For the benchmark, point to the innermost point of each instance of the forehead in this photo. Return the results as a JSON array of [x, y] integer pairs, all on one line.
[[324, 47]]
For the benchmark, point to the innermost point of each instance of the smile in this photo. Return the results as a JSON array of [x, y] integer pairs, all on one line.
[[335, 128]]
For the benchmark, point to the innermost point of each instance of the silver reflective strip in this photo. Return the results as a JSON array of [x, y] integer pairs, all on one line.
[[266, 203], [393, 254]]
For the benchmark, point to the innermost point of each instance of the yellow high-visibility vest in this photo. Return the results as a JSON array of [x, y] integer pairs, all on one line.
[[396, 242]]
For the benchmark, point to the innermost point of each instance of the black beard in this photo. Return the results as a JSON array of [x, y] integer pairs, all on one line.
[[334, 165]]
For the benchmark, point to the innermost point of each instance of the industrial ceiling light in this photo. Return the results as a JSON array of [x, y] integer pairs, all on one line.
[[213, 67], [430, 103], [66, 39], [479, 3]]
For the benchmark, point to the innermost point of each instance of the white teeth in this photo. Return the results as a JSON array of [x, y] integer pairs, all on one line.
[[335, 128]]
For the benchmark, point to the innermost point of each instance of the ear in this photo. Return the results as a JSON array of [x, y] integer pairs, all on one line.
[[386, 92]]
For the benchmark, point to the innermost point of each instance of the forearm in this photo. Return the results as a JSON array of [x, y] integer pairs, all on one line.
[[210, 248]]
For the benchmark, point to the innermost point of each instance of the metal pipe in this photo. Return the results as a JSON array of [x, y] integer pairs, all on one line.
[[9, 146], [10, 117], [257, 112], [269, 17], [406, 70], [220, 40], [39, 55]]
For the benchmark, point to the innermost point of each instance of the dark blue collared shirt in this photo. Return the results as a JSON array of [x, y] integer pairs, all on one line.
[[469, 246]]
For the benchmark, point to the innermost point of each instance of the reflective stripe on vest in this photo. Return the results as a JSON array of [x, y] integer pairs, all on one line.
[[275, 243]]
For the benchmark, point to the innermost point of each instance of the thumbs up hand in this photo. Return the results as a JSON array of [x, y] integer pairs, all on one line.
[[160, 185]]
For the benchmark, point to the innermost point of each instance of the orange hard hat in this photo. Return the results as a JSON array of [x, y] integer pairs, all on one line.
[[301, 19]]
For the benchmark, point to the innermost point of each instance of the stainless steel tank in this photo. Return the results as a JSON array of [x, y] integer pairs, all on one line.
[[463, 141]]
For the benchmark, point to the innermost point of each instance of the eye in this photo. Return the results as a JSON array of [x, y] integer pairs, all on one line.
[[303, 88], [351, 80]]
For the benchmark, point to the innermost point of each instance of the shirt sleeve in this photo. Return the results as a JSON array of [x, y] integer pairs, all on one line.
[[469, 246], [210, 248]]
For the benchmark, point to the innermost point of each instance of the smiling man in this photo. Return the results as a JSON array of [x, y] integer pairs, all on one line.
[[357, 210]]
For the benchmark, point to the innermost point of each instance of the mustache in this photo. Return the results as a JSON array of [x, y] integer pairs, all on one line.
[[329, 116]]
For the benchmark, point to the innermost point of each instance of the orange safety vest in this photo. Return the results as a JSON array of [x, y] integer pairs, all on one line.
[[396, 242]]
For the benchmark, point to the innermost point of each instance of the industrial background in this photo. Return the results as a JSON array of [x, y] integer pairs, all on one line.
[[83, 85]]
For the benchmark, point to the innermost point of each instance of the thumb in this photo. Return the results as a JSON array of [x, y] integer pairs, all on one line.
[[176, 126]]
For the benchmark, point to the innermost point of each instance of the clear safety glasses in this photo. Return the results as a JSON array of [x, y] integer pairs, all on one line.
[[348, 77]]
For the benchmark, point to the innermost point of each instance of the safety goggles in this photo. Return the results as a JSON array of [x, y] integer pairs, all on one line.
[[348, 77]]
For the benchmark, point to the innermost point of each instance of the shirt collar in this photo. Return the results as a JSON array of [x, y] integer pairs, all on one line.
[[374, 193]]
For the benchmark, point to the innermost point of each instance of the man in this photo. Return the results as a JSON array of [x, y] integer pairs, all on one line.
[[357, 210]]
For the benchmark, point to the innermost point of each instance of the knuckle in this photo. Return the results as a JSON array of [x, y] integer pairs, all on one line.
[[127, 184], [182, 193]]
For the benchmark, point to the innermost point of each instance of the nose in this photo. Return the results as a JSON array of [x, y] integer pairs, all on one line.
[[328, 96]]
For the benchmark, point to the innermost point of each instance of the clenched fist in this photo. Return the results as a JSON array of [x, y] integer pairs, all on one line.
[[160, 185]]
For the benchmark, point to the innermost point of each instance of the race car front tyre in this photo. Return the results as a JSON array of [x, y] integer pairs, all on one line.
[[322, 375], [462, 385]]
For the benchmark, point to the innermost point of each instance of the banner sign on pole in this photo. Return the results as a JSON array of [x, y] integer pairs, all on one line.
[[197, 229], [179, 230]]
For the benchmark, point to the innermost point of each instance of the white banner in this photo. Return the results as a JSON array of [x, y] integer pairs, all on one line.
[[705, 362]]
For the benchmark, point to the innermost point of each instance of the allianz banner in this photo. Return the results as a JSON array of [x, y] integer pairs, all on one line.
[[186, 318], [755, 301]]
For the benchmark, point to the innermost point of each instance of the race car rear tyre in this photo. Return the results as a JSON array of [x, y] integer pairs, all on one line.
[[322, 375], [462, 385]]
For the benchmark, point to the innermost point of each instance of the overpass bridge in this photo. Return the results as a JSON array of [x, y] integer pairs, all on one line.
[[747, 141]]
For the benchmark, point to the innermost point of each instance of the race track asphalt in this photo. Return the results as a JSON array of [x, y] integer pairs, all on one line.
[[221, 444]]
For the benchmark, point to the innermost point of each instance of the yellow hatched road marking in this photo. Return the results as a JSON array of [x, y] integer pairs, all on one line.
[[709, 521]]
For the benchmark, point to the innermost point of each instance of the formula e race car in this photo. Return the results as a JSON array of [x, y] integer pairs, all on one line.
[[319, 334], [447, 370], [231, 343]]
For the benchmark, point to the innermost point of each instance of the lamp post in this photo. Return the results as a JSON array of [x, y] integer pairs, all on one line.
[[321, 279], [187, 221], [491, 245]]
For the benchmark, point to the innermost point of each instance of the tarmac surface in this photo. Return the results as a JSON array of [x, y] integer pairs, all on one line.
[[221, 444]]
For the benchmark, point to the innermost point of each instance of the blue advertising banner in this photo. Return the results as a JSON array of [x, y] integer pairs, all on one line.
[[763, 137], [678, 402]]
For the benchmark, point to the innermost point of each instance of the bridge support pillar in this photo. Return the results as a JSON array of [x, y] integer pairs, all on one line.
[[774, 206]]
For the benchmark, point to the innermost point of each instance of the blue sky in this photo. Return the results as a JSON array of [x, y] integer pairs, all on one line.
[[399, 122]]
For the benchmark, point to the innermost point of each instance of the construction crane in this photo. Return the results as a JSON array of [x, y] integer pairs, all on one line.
★ ★ ★
Please rewrite the lines above, changing "innermost point" to "center point" wherever it occurs and keeping everything else the same.

For the benchmark, point to the center point of each instance of the forehead in this photo. Return the results as a JSON array of [x, y] integer pairs, all on one line.
[[324, 47]]
For the benchmark, point to the center point of each instance of the smile in this photo. Return the results as a JSON array of [x, y] integer pairs, all on one line.
[[335, 128]]
For the benchmark, point to the center point of each instance of the silver reflective strip in this photo. Return the results as a JSON array of [x, y] integer pairs, all on one line.
[[266, 203], [393, 254]]
For the benchmark, point to the center point of each instance of the yellow high-visibility vest in this photo. Return the results as a JSON array of [x, y] integer pairs, all on one line.
[[396, 242]]
For the benchmark, point to the center point of each instance of the black beard in this photo. Return the results as a JSON array of [x, y] integer pairs, all on one line.
[[334, 165]]
For the benchmark, point to the center point of each instance of the industrial ceiling light in this photo. Return the results as a JSON array of [x, y] integer pairs, all on one line.
[[213, 67], [430, 103], [66, 39], [479, 3]]
For the benchmark, point to the center point of each instance of the white teeth in this photo. Return the results as a JSON array of [x, y] integer pairs, all on one line.
[[335, 128]]
For the benchmark, point to the center point of each instance of the ear in this photo. Return the results as a JSON array of [x, y] integer pairs, all on one line.
[[386, 92]]
For the benchmark, point to the center point of each instance of the forearm in this photo. Return the results as a JSON array of [x, y] integer pairs, all on one line.
[[210, 248]]
For the benchmark, point to the center point of each instance of the metal pipe in this photo. Return the results as a JSON array of [x, y] integer pairs, all on one line.
[[9, 146], [10, 117], [257, 112], [269, 17], [406, 70], [220, 40], [39, 55]]
For the benchmark, point to the center point of each instance of the dark blue collared shirt in this photo. Return the results as a JSON array of [x, y] integer pairs, all on one line.
[[469, 246]]
For the benchmark, point to the center point of each instance of the reflective stripe on vest in this photo. Return the results as a JSON array of [x, y] integer pairs, all on one line.
[[275, 243]]
For the benchmark, point to the center point of each instance of the thumbs up hand in this photo. Return the results as a JSON array of [x, y] integer pairs, all on one line.
[[160, 185]]
For the benchmark, point to the center point of each instance of the orange hard hat in this photo. Return the results as a JSON array of [x, y] integer pairs, all on one line.
[[301, 19]]
For the benchmark, point to the center point of each instance of the stainless steel tank in this photo. Return the results as a JSON array of [x, y] integer pairs, all on one line.
[[463, 141]]
For the benchmark, point to the center point of each instance of the eye in this photo. Return the results as a JSON array of [x, y] integer pairs, all on one line.
[[303, 88], [351, 80]]
For the benchmark, point to the center point of each instance of the shirt sleeve in this photo. Return the results as a JSON array of [x, y] integer pairs, all on one line.
[[469, 246], [210, 248]]
For the benchmark, point to the center point of each instance of the smiling man in this photo. Return the results as a JSON array of [x, y] integer pairs, all on one line.
[[357, 210]]
For the benchmark, point to the center point of each instance of the mustache in this photo. Return the results as a JSON array of [x, y] integer pairs, all on one line.
[[329, 116]]
For the benchmark, point to the center point of each instance of the orange safety vest in this photo. Return the results as a JSON array of [x, y] integer pairs, all on one line.
[[396, 242]]
For the benchmark, point to the center point of each instance of the industrial background in this photo. Return the results as a JSON array of [x, y] integer pairs, all on one line.
[[83, 85]]
For the benchmark, point to the center point of each instance of the thumb in this photo. Return the results as a JSON array of [x, y] integer pairs, all on one line.
[[176, 126]]
For the benchmark, point to the center point of each instance of the clear safety glasses in this photo. Return the results as a JSON array of [x, y] integer pairs, all on one line.
[[348, 77]]
For the benchmark, point to the center point of each instance of the safety goggles in this photo. Return the results as a JSON array of [x, y] integer pairs, all on one line.
[[348, 77]]
For the benchmark, point to the center point of each instance of the shirt collar in this photo. Return the results as a JSON array of [x, y] integer pairs, all on one line.
[[374, 193]]
For the benchmark, point to the center point of each instance of the man in this photo. Return the results as a JSON array of [x, y] integer pairs, all on one line.
[[357, 210]]
For the benchmark, point to the center point of each instance of the knuckle in this photo. Return the results as a JSON array of [x, y] integer pairs, all on one line.
[[127, 184], [182, 193]]
For the benchmark, point to the center point of each instance of the nose in this photo. Return the results as a JSON array of [x, y] integer pairs, all on one line.
[[328, 96]]
For the benchmark, point to the center point of each instance of the clenched fist in this photo. Return the results as a JSON array of [x, y] integer pairs, all on one line.
[[160, 185]]
For the benchmark, point to the center point of each instance of the race car front tyre in this photo. Return the results as a JSON array of [x, y] integer pairs, all on one line.
[[322, 375], [462, 385]]
For the benchmark, point to the center point of each instance of the banner sign on pole in this photo. Return the results as a JSON array of [x, y] integer pairs, all on one line.
[[197, 229], [179, 230]]
For the benchmark, point to the center point of each instance of the white banner in this photo. Return the results as a JSON array of [x, y] integer pairs, all on one line.
[[705, 362]]
For the benchmark, point to the center point of each instance of the allianz banner in this photo. Return the results as a JSON array of [x, y] integer pairs, all on one line.
[[186, 318], [755, 301]]
For the benchmark, point to the center point of each instance of the race car rear tyre in this photo. Return the results as a JSON array of [x, y] integer pairs, all on one line.
[[322, 375], [462, 385]]
For the benchmark, point to the center point of each instance of the overpass bridge in this photo. Return the results as a JSON array of [x, y] integer pairs, all on one line.
[[747, 141]]
For the benchmark, point to the center point of each instance of the race track asphalt in this photo. Return the results as a JSON array of [x, y] integer pairs, all on one line.
[[221, 444]]
For the benchmark, point to the center point of each instance of the yellow hatched road marking in this photo. Return the results as a JSON array of [x, y] integer pairs, all on one line.
[[709, 521]]
For the benchmark, point to the center point of each instance of the formula e race car in this photo. Return the results as a JSON array of [x, y] integer pairs, all on one line.
[[319, 334], [447, 370], [231, 343]]
For the benchmark, point to the center point of each instance of the lamp post in this photo. Return the results as a JSON array of [x, y] integer pairs, all on one line.
[[321, 279], [187, 221], [491, 245]]
For the benchmark, point to the center point of each instance of the tarmac surface in this photo. Return the results as a JSON array of [x, y] integer pairs, all on one line.
[[221, 444]]
For the benchmark, point to the center point of each instance of the blue advertising banner in this photo. Return the results as a JSON array of [x, y] integer pairs, all on one line.
[[763, 137], [678, 402]]
For the benchmark, point to the center point of each instance of the bridge support pillar in this photo. Return the results as a JSON array of [x, y] integer pairs, all on one line.
[[774, 206]]
For the benchmark, point to the center point of each instance of the blue sky in this photo. Return the results as a JSON array of [x, y] integer pairs, all on one line.
[[399, 122]]
For the benchmark, point to the center point of each instance of the construction crane in this photo. Return the results as a JSON array of [x, y] integer pairs, all on one line.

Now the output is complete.